• _The exercise_: Your copy should contain exactly the lines from the one that holds "Point to the skin" through the end of the material, reproduced as written, with no pictures.

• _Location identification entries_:
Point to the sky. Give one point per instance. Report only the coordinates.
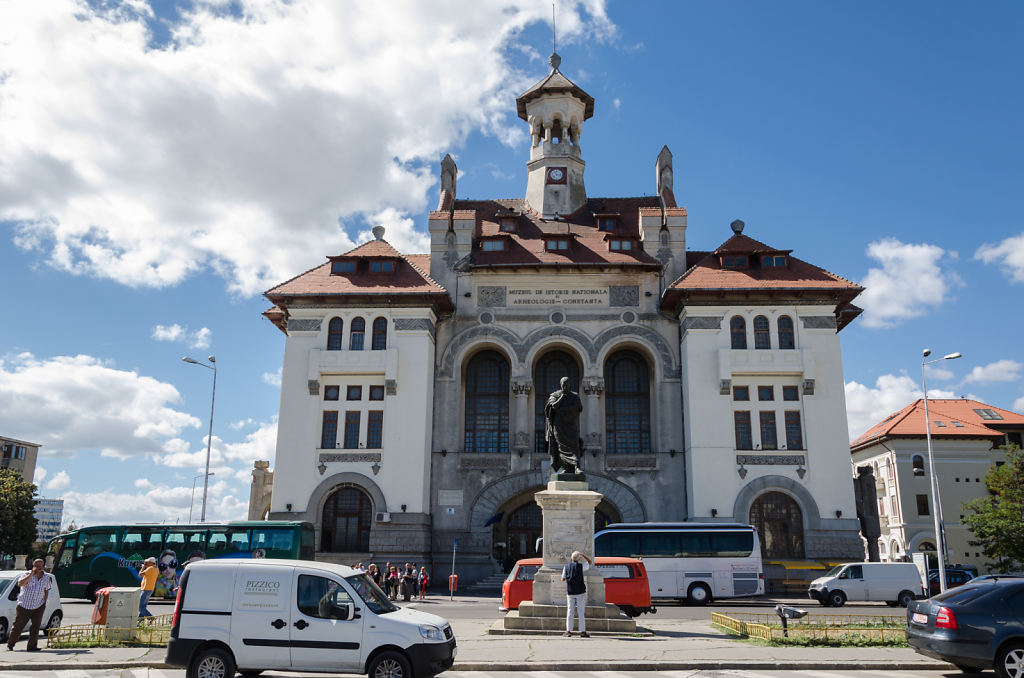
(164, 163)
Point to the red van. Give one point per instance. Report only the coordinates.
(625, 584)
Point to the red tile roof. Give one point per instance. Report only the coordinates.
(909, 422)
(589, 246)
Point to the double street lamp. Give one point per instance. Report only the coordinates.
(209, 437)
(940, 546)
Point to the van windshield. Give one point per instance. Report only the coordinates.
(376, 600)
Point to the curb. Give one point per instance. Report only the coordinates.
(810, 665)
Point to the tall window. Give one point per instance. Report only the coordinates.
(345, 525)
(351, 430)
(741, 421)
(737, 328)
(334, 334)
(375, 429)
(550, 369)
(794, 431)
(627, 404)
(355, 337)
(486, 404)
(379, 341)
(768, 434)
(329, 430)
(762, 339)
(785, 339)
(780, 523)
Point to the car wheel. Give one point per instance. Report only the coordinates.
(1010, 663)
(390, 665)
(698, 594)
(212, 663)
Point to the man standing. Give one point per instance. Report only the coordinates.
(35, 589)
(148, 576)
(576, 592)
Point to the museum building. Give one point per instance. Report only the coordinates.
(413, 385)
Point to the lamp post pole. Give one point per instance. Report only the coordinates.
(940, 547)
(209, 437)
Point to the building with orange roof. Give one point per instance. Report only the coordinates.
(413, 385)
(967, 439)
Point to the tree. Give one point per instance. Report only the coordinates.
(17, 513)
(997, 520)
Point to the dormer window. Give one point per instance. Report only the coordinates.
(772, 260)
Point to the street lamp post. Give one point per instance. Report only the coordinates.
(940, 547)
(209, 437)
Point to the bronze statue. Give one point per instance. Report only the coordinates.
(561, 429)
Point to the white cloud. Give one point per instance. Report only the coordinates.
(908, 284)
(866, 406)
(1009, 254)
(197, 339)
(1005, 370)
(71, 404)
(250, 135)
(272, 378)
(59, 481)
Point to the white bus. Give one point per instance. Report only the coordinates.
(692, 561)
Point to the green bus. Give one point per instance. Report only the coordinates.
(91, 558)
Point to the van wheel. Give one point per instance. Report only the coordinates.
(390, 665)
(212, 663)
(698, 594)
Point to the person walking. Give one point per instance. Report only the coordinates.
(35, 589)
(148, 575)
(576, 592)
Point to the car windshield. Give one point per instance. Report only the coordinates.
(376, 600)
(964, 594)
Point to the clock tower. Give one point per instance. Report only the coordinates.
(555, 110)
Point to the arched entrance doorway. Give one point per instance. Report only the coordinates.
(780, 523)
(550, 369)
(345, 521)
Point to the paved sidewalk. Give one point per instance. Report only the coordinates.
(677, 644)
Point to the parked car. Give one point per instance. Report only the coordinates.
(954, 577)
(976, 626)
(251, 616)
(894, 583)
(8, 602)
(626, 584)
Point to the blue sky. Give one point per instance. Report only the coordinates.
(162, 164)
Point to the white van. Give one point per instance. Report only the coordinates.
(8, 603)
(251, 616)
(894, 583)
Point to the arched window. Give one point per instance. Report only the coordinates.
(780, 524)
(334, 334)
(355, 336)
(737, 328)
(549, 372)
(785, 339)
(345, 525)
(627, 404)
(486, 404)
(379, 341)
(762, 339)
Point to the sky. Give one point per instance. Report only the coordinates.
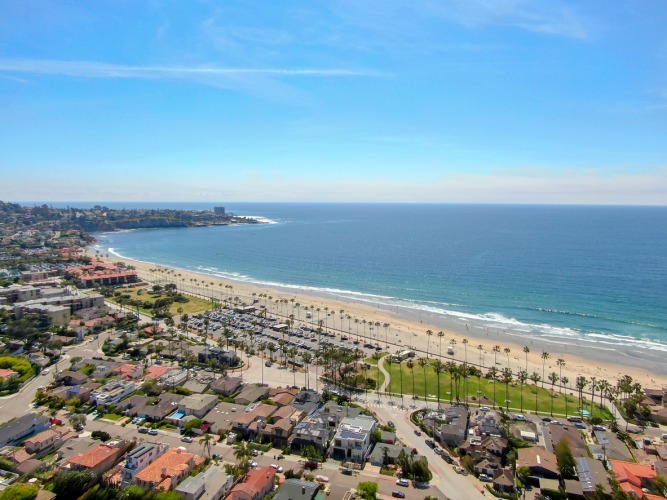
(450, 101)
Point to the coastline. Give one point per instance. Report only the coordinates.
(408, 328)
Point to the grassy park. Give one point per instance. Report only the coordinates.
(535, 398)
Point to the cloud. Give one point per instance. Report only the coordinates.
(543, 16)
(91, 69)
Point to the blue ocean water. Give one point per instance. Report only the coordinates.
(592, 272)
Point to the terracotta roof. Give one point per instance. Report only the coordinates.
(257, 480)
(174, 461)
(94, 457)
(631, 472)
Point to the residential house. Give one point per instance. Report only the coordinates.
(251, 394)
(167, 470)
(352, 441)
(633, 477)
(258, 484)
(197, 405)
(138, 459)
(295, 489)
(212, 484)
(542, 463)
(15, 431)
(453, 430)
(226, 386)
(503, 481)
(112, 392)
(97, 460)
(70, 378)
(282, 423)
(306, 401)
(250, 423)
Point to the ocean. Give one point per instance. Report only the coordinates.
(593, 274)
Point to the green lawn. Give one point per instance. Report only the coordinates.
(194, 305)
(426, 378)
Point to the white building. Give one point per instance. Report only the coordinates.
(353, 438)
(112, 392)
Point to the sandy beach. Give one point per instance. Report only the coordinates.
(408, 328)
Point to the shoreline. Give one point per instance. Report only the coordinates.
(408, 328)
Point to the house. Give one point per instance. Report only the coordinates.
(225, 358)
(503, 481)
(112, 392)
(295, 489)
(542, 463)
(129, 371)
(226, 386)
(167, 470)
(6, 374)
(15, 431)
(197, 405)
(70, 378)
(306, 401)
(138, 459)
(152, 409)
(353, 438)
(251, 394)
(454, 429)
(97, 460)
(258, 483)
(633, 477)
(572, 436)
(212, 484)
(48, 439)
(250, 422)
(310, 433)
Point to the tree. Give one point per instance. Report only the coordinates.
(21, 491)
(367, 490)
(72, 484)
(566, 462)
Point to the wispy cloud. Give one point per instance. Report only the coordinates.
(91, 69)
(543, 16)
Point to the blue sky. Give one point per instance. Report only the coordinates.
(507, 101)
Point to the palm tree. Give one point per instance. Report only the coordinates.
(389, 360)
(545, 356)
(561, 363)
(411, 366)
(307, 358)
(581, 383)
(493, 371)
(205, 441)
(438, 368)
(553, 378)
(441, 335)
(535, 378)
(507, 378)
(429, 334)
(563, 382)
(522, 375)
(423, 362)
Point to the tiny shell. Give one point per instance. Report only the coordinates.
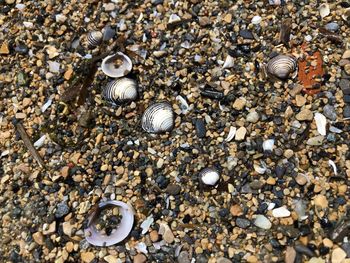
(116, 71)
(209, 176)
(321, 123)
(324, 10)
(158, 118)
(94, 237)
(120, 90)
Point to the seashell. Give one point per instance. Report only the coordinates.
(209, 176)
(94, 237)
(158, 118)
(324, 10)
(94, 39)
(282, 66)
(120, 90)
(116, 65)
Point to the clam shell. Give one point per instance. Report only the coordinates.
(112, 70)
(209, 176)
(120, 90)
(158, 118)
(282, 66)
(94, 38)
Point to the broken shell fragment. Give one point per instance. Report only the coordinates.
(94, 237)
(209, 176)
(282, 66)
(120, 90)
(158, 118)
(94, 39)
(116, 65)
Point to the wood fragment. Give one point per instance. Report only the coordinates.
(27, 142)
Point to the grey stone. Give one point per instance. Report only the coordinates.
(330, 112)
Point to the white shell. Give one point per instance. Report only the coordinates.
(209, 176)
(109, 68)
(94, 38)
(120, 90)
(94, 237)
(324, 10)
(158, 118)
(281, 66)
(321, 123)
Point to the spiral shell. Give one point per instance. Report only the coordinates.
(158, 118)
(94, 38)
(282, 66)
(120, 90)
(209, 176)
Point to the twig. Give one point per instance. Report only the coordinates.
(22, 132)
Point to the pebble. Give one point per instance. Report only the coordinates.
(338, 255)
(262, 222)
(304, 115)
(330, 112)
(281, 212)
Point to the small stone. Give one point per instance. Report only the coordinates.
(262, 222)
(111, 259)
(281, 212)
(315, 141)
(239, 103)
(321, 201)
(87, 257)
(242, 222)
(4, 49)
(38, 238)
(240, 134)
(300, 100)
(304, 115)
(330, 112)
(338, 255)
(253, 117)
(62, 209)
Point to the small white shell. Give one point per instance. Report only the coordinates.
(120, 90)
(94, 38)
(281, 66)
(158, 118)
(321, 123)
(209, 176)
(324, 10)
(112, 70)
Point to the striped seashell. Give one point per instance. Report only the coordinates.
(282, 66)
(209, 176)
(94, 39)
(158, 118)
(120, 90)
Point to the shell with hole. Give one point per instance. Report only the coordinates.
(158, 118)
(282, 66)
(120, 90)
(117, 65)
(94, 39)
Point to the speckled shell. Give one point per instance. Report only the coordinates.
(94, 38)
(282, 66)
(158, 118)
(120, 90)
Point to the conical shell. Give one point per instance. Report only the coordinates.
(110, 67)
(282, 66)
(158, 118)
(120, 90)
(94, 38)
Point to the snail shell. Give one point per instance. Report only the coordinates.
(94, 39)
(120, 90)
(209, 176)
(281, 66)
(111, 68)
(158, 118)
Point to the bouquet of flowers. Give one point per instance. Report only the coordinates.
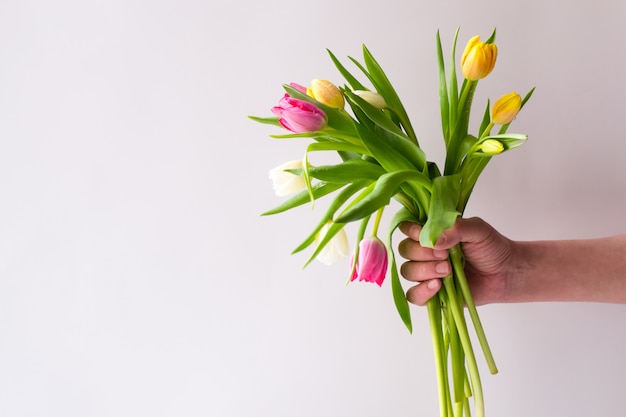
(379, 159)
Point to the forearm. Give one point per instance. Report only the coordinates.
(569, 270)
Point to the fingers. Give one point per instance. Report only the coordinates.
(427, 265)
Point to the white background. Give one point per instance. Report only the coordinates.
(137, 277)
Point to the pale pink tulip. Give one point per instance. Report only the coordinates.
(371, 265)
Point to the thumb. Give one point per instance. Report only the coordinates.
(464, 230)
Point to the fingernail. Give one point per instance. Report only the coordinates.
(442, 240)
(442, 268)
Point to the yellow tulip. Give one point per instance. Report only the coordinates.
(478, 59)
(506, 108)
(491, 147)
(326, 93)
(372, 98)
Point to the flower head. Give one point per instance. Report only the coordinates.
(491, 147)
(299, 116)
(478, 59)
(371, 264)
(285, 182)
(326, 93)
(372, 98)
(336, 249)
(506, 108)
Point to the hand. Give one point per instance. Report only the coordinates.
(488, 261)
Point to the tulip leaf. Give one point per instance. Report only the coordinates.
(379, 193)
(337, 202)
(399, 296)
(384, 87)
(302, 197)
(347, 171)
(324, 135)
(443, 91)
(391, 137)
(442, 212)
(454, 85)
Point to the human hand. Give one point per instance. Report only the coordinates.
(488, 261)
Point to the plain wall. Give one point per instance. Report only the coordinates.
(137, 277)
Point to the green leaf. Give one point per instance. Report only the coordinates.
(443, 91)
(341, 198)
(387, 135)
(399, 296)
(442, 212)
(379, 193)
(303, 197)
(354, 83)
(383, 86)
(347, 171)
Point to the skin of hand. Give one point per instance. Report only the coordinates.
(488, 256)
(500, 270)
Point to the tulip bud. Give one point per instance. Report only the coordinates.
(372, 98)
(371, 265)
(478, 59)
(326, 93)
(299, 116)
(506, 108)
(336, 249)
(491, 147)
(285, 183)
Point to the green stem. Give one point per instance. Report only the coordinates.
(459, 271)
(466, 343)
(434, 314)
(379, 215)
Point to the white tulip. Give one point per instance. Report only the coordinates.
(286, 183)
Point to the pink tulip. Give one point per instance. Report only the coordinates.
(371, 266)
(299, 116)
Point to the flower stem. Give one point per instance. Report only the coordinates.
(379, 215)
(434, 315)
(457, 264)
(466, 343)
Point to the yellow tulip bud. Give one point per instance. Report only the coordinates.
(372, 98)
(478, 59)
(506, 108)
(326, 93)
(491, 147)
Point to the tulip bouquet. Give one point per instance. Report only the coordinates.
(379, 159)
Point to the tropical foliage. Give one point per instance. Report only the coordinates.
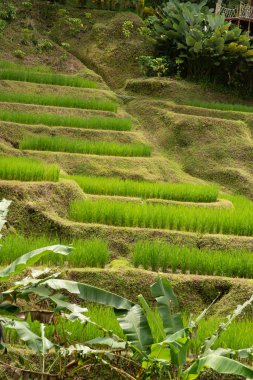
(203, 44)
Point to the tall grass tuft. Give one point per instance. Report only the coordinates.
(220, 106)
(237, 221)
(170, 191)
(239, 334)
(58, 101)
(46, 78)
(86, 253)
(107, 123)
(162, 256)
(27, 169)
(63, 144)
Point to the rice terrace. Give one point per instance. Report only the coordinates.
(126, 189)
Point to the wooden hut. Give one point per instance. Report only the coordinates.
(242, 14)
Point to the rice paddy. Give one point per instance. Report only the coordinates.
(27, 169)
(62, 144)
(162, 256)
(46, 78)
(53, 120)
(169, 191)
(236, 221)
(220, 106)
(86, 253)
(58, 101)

• _Result for this exercise_:
Point to the skin of hand. Give one point per instance. Report only the coordinates.
(488, 256)
(500, 270)
Point to the tulip bud. Give one point per instance. Report only the coordinates.
(372, 98)
(371, 265)
(478, 59)
(326, 93)
(299, 116)
(506, 108)
(336, 249)
(491, 147)
(285, 183)
Point to the green stem. Give one point per instance. Report only the coordinates.
(459, 271)
(466, 343)
(434, 314)
(379, 215)
Point to the white tulip. Give one point per instance. Report only the coordinates.
(286, 183)
Point to the pink tulip. Give one point per instance. Report only the coordinates.
(371, 266)
(299, 116)
Point to the flower stem. Give one point per instance. Report only the coordinates.
(379, 215)
(434, 315)
(457, 264)
(466, 343)
Point to the yellow tulip bud. Give one point per instance. Report only the coordinates.
(372, 98)
(478, 59)
(506, 108)
(326, 93)
(491, 147)
Point to the tulip bouquet. Give one point per instance. Report only the coordinates.
(379, 159)
Point to the tropical foliage. Give one point per instance. Report only the coordinates.
(203, 44)
Point to the tall grass tuft. Give one point per instance. Report only the coordinates.
(220, 106)
(237, 221)
(170, 191)
(239, 334)
(58, 101)
(46, 78)
(86, 253)
(107, 123)
(162, 256)
(27, 169)
(63, 144)
Point to the rice terrace. Give one point per instance. Report only the coordinates.
(126, 189)
Point to the wooden hut. Give one point per instance. Report only the coordinates.
(242, 14)
Point to the rice paddy. Give one point per instance. Report only the coordinates.
(27, 169)
(62, 144)
(162, 256)
(46, 78)
(53, 120)
(169, 191)
(236, 221)
(220, 106)
(86, 253)
(58, 101)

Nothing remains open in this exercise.